#### [WHAT THE TASK ASKS]
Say whether each statement agrees with the court excerpt on Royal Services, answering yes or no and quoting the words of the text that decide it: (a) the Eighth Circuit misread Royal Services as involving only whether a federal cause of action could be inferred from the Act; (b) the court considers itself free to follow another circuit's decision that rejected Royal Services; (c) Royal Services concerned the existence of a federal cause of action.

#### [EXCERPT PROVIDED]

*****

To the extent, however, that the language used in those cases [Royal Services and Savini Construction ] supports the conclusion that any private suit by an unsuccessful bidder against a successful one is inconsistent with Congressional intent and would jeopardize the proper administration of the government’s contract procurement system, we respectfully disagree for the reasons we have stated.

*969622 F.2d at 1299. Having rejected the Royal Services finding of Congressional intent, the court adopted an opposing construction of Congressional intent. Id. Moreover, the Eighth Circuit misread Royal Services as involving only the issue of whether a federal cause of action could be inferred from the Act. Id. As we have pointed out above, the case concerned the existence of a Florida cause of action. This court is bound by Royal Services. It is not free to reject it and to climb aboard a decision by another circuit that has reached an opposing conclusion and rejected Royal Services’ basis for decision as well.

III. The state law “window”

*****

#### [DATA SUPPLIED]
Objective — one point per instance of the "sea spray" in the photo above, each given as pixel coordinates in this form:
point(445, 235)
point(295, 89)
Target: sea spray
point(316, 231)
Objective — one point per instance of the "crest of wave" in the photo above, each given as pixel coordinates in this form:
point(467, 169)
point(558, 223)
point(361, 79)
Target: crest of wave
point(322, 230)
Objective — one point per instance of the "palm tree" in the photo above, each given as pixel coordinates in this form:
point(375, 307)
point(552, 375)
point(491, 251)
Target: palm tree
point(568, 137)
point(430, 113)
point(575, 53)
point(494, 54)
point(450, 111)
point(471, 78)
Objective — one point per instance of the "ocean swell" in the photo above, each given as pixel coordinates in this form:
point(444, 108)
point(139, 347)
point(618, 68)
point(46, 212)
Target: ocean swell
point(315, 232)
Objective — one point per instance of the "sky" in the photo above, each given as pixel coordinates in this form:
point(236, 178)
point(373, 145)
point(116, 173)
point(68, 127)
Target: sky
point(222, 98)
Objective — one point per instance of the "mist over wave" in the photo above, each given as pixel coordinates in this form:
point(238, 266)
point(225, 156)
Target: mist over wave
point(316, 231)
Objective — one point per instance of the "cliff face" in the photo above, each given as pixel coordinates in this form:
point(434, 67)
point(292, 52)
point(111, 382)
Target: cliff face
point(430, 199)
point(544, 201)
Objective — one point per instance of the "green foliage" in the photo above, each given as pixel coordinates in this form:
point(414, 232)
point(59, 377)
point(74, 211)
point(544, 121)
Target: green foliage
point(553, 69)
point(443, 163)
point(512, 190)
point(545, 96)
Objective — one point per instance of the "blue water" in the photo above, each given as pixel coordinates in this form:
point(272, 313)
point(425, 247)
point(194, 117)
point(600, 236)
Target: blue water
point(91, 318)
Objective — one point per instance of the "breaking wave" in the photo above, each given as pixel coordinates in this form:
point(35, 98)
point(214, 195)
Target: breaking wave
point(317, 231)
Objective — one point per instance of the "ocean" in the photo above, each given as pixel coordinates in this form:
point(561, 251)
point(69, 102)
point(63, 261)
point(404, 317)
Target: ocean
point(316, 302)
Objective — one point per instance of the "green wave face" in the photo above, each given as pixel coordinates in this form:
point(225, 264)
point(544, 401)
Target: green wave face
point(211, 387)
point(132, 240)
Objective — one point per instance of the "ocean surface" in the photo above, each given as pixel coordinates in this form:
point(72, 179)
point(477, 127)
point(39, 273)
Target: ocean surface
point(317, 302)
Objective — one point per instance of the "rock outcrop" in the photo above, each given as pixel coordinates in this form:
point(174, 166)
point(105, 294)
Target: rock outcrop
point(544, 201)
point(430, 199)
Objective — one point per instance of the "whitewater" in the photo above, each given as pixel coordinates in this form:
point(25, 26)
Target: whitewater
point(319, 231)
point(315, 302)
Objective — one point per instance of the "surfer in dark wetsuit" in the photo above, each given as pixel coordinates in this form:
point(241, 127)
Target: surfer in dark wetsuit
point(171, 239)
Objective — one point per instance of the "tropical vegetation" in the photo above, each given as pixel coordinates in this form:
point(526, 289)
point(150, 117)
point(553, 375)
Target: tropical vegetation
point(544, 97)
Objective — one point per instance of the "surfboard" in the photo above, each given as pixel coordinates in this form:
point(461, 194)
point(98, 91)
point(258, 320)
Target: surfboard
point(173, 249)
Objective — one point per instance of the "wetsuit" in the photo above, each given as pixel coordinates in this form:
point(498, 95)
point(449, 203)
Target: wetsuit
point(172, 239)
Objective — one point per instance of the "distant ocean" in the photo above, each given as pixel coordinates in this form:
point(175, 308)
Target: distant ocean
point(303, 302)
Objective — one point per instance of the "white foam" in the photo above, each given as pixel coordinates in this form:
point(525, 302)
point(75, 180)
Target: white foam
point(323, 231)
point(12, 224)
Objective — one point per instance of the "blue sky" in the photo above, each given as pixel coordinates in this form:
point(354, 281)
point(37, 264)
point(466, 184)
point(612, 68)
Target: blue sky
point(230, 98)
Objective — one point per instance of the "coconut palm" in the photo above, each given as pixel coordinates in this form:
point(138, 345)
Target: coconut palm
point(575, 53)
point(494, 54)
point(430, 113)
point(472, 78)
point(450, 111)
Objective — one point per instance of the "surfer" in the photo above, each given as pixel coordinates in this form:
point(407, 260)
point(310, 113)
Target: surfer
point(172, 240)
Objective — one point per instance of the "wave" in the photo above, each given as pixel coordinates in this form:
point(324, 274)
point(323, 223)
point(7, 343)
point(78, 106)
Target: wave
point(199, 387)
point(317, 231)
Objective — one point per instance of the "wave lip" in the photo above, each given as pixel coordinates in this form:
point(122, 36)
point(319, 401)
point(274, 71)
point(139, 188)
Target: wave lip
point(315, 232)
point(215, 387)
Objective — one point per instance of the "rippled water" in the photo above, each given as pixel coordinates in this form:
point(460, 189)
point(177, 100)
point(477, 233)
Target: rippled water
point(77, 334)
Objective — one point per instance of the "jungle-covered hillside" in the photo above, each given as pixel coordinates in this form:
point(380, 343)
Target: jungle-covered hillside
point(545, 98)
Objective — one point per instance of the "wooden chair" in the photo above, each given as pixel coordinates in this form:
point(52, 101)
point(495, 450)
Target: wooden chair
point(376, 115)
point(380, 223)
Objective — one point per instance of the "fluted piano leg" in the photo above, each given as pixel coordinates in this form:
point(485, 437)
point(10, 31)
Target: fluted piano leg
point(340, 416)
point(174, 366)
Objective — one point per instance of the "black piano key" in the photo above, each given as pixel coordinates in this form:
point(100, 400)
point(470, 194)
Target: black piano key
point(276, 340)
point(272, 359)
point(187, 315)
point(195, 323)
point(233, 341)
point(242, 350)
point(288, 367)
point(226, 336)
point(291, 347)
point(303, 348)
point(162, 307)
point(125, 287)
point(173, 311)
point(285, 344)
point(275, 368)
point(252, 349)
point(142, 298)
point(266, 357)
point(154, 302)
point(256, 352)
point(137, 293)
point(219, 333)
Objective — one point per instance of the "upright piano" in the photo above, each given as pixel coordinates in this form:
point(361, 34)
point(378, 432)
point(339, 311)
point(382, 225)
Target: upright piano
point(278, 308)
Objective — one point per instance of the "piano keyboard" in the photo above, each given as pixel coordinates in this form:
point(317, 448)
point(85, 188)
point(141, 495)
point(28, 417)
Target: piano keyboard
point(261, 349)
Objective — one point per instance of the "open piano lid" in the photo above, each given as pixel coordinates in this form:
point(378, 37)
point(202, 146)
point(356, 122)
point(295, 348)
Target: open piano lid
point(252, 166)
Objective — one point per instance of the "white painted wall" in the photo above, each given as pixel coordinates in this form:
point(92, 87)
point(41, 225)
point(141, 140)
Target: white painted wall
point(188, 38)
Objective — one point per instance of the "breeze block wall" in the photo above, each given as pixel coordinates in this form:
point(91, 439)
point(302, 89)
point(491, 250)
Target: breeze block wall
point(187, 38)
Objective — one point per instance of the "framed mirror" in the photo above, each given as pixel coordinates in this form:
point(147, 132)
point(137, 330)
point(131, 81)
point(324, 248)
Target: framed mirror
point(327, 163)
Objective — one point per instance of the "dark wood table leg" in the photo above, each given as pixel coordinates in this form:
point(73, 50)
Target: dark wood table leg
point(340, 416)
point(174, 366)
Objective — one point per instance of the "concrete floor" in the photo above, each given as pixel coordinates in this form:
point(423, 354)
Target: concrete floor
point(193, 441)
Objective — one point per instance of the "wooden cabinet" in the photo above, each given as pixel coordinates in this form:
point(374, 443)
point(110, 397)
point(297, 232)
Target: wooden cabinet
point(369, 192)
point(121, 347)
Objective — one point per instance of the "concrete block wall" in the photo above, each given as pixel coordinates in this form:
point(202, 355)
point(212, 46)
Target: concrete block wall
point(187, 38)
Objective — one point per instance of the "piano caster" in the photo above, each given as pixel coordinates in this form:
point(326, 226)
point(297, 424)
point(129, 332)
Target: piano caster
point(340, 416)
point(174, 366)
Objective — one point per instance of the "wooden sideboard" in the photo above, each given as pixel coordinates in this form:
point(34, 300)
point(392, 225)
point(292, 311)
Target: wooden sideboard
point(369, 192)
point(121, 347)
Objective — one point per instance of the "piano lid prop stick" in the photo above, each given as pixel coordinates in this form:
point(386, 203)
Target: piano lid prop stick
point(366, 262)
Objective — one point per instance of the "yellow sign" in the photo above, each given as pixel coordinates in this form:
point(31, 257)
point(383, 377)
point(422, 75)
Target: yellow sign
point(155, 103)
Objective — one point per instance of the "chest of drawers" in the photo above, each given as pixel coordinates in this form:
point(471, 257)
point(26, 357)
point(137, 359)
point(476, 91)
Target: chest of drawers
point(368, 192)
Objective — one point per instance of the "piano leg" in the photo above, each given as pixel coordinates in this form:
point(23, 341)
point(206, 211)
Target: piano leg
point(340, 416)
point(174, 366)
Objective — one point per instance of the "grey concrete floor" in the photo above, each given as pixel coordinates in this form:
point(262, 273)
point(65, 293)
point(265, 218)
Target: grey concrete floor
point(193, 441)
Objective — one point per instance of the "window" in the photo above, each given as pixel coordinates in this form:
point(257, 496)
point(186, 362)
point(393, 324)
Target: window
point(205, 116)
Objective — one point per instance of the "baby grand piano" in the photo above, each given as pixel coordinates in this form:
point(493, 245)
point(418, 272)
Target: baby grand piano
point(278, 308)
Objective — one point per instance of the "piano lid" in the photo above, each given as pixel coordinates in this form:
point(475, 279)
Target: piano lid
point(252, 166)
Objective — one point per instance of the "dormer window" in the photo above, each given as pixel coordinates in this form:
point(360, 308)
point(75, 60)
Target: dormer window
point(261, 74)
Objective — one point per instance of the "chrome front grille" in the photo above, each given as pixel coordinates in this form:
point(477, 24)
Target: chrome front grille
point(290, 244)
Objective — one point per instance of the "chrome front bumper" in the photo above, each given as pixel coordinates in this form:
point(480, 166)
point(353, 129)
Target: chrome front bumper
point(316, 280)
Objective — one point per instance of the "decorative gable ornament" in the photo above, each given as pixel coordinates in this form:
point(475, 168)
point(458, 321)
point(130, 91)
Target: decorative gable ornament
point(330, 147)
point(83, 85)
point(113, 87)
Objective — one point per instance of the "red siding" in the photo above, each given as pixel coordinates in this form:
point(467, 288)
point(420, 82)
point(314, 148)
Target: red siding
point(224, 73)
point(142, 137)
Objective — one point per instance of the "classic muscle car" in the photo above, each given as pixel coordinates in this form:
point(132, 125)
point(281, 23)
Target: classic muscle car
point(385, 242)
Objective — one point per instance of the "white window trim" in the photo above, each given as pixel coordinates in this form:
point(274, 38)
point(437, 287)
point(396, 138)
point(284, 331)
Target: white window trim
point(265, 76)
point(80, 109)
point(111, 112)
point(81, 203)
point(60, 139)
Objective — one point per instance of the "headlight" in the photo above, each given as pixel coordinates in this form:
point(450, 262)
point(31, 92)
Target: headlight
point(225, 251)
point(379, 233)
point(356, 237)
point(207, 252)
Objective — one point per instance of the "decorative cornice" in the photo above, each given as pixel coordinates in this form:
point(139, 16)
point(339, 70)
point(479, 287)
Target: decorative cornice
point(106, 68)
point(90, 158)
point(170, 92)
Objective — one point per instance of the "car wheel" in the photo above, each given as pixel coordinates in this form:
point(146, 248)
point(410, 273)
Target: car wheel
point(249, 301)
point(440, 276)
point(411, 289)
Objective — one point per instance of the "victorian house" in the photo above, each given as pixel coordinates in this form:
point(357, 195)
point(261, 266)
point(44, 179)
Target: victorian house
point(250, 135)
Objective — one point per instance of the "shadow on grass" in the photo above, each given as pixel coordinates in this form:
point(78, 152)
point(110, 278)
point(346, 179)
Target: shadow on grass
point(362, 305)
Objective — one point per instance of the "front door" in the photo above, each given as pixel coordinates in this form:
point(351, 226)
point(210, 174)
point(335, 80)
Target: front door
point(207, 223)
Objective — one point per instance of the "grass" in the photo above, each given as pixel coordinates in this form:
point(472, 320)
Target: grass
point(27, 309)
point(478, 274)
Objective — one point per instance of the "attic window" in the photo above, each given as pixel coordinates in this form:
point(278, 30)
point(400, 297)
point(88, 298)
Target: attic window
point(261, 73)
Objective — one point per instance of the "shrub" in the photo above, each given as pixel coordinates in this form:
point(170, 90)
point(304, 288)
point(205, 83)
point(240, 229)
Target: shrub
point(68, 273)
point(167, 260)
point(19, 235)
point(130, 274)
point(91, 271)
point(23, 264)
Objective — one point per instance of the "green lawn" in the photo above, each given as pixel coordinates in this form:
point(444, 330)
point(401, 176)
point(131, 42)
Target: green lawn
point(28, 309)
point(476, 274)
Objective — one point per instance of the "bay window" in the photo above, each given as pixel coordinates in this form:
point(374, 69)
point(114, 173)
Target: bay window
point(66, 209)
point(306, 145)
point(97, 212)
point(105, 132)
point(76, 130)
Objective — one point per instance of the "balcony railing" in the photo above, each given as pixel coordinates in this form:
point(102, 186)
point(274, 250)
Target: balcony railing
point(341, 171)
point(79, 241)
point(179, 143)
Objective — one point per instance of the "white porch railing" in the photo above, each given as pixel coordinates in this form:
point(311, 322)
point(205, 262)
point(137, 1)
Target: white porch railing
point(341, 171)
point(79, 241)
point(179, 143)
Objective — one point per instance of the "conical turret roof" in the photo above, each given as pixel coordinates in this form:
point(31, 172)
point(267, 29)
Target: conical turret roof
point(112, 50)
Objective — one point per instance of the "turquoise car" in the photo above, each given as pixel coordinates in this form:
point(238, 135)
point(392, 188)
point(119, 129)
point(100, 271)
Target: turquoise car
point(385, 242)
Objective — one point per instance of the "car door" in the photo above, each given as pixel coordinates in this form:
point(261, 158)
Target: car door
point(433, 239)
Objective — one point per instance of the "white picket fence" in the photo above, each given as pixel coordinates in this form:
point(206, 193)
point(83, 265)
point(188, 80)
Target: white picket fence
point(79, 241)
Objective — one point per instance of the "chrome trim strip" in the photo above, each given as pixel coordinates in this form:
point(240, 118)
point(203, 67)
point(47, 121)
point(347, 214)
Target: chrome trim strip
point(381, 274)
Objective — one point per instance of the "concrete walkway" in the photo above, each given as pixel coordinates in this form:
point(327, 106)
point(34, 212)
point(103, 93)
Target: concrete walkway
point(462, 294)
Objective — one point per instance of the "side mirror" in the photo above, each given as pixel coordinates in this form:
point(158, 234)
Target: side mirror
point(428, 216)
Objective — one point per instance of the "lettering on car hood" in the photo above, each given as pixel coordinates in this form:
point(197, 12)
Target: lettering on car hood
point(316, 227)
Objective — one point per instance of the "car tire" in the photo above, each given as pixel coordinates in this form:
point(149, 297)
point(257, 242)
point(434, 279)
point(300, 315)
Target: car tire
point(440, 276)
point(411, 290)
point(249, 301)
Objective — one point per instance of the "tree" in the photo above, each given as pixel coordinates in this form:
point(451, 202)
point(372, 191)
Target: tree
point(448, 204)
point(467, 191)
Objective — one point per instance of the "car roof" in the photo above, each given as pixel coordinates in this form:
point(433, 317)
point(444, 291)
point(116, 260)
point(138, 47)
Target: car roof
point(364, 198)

*****

#### [EXERCISE SOLUTION]
(a) Yes: "the Eighth Circuit misread Royal Services as involving only the issue of whether a federal cause of action could be inferred from the Act."
(b) No: "This court is bound by Royal Services. It is not free to reject it and to climb aboard a decision by another circuit that has reached an opposing conclusion"
(c) No: "the case concerned the existence of a Florida cause of action."